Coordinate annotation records

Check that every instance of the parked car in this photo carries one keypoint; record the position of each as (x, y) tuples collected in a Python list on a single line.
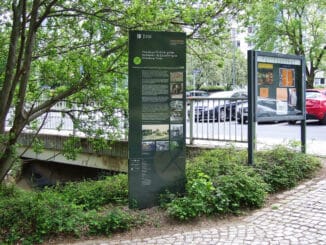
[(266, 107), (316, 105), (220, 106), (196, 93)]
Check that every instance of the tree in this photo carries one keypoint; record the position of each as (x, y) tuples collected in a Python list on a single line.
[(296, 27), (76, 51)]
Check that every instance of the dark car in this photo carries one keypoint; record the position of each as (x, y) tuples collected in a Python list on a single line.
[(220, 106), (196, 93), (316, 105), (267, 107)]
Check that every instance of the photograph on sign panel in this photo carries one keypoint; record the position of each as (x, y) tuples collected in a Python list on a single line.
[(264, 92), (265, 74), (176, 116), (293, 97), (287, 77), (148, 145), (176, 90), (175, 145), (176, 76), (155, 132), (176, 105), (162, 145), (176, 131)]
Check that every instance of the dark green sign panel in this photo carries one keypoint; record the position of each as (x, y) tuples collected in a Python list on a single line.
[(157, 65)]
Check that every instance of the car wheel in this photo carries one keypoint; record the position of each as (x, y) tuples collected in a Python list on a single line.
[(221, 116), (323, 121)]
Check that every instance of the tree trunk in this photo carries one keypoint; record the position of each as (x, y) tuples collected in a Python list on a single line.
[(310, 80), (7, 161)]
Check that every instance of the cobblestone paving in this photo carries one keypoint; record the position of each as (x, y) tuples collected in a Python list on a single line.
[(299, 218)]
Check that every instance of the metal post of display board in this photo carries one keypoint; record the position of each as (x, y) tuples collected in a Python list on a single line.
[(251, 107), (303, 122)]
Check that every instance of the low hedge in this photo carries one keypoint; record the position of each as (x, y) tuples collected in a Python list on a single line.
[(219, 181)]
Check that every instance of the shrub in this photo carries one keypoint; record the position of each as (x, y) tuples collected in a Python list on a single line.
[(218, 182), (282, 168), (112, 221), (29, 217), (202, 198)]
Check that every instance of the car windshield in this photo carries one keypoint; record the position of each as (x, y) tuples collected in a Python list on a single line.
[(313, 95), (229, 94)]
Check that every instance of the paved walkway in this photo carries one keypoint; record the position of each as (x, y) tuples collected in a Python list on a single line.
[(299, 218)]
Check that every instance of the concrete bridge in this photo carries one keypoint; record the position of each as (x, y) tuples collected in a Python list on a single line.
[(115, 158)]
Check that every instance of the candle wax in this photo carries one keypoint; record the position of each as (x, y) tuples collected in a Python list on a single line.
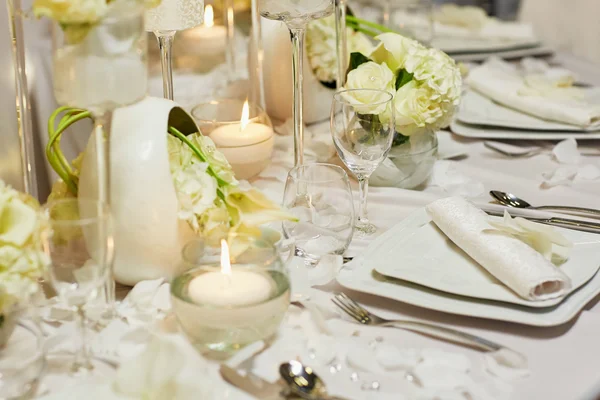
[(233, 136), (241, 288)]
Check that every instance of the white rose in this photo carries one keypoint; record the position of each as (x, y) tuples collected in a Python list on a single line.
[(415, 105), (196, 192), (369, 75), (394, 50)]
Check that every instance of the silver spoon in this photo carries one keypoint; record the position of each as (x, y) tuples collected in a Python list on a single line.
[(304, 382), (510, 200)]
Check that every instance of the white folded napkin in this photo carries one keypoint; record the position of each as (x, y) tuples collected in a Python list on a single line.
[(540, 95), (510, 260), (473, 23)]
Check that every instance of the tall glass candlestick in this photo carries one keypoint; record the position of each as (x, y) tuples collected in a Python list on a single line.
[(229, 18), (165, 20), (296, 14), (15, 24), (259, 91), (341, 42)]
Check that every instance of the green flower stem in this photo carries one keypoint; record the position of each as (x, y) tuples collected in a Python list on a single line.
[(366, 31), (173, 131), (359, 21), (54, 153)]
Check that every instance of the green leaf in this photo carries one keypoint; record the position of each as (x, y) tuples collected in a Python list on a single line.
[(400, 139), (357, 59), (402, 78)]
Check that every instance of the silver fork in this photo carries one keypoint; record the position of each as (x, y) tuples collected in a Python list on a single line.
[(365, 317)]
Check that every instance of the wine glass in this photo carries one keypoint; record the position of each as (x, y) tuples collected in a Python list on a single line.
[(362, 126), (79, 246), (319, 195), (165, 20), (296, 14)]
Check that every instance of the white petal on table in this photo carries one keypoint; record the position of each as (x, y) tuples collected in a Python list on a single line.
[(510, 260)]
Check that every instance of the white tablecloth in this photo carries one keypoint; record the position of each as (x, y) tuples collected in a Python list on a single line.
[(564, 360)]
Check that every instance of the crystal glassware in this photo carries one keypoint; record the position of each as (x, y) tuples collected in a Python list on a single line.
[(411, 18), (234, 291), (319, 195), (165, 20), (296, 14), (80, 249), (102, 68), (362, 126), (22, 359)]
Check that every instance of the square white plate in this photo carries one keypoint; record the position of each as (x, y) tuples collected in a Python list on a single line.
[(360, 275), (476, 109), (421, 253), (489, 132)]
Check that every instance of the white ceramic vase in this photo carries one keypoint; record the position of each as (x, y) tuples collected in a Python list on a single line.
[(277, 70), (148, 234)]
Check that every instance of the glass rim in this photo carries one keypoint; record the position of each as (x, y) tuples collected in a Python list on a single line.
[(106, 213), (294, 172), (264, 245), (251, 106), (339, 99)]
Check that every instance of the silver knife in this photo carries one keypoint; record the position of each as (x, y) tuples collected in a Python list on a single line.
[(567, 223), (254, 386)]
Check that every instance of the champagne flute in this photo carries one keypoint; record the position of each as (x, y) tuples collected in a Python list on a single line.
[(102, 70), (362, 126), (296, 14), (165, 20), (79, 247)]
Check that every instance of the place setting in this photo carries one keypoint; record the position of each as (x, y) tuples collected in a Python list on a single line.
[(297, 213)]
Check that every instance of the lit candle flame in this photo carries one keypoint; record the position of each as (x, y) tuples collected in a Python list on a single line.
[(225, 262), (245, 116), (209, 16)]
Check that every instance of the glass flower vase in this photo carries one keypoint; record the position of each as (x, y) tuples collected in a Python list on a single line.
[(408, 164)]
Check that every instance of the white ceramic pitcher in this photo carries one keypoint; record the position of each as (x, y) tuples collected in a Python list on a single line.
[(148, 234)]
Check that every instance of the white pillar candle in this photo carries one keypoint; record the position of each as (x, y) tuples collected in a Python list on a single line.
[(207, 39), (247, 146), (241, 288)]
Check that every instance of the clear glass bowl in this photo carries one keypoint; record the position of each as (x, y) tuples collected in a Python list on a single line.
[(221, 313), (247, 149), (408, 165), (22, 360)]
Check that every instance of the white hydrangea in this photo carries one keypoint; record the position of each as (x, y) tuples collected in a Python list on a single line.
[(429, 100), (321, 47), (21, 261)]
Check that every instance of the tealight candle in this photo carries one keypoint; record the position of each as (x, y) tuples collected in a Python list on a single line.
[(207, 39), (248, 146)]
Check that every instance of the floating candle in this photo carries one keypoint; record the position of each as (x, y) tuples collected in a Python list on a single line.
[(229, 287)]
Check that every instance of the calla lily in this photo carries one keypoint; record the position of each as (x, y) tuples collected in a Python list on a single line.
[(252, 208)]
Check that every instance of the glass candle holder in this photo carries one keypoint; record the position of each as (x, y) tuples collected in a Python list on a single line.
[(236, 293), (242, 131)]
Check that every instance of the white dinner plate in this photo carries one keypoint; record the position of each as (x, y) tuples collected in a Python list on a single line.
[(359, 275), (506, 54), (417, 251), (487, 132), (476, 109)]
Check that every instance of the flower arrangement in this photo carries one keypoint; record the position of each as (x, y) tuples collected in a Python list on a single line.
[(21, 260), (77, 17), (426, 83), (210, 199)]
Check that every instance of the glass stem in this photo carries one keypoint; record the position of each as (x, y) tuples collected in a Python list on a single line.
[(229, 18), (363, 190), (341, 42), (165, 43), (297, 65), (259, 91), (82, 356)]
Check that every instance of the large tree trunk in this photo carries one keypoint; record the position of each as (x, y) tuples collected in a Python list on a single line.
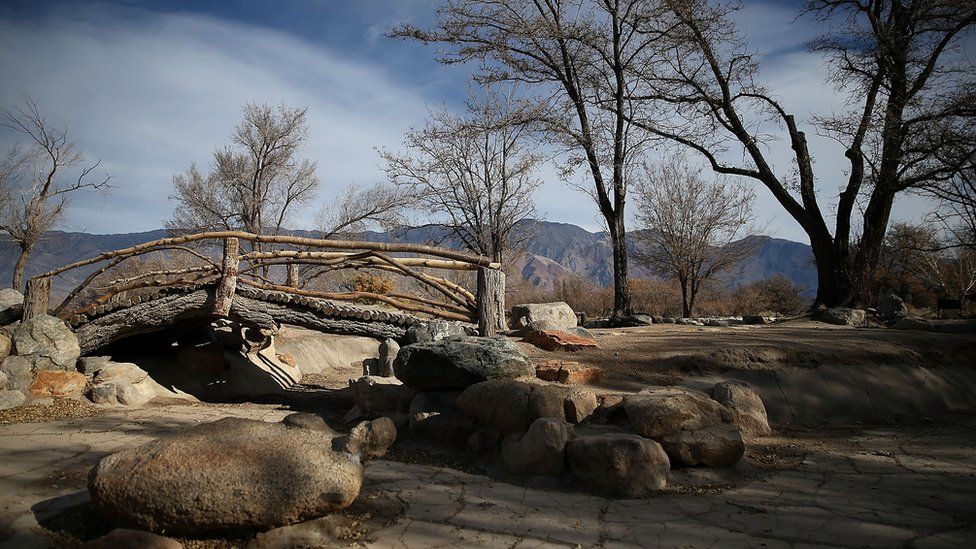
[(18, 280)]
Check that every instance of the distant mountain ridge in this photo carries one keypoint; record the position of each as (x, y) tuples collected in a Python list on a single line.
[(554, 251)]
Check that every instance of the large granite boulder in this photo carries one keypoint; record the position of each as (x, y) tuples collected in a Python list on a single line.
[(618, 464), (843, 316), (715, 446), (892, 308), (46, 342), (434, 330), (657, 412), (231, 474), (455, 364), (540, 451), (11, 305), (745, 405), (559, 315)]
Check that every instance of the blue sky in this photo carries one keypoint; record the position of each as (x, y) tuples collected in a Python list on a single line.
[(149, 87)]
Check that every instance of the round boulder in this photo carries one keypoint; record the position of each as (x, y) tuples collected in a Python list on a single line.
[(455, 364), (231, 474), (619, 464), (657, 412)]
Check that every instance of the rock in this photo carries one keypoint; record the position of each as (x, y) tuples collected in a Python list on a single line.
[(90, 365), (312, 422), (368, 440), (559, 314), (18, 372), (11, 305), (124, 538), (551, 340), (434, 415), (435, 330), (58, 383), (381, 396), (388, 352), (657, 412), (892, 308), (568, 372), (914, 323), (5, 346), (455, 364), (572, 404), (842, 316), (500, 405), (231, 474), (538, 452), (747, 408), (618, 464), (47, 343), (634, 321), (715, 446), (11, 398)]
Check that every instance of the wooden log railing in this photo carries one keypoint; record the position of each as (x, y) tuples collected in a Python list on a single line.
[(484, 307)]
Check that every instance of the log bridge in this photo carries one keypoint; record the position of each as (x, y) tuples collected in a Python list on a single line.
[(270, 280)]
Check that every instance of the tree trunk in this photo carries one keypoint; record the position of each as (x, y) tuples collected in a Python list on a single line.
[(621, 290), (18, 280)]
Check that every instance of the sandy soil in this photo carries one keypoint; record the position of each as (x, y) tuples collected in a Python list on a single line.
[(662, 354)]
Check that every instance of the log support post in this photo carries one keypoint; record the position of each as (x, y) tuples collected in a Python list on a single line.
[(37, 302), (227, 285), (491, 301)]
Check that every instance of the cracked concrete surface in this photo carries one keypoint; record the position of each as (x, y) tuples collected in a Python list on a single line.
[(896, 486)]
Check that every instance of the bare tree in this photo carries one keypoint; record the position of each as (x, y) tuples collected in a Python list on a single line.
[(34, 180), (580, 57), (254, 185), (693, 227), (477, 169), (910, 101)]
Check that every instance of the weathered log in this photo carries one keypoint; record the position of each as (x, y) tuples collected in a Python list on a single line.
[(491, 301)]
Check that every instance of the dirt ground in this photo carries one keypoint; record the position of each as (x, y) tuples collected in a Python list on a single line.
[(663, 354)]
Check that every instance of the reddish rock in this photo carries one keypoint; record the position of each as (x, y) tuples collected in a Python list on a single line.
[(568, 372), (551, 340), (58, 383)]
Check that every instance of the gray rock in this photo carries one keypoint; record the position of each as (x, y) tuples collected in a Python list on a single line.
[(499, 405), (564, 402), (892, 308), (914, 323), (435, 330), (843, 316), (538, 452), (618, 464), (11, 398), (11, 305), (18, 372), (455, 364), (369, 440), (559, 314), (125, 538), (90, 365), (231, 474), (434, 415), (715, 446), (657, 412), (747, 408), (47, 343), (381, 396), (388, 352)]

● **Problem to solve**
Present the stretch of the records from the line containing "Check that every instance of the place" through the line containing "[(207, 39), (247, 146), (241, 288)]" as a numbered list, leaving out any blank lines.

● **Reply to the exercise**
1. Check that every instance of the place setting in this photo carries one keypoint; record the position of each as (x, y) tuples collected in a Python list on a single line.
2. [(297, 213)]
3. Check that every instance of the lit candle flame in this photo carries one keypoint; record the position of each as (x, y) tuples collected in a Python list on a single line.
4. [(225, 262), (245, 116), (209, 16)]
5. Check that every instance of the glass flower vase in this photo carries one keypoint; record the position of each as (x, y) tuples collected in a Python list on a single line.
6. [(408, 164)]
7. Check that every instance of the white ceramic pitcher in this photo carries one keypoint; record the position of each as (x, y) tuples collected in a Python list on a single line.
8. [(148, 234)]
9. Check that every instance of the white pillar candle in this photo carries one keypoint; record the position of each as (x, y) tuples collected in a Python list on a single line.
10. [(207, 39), (247, 146), (241, 288)]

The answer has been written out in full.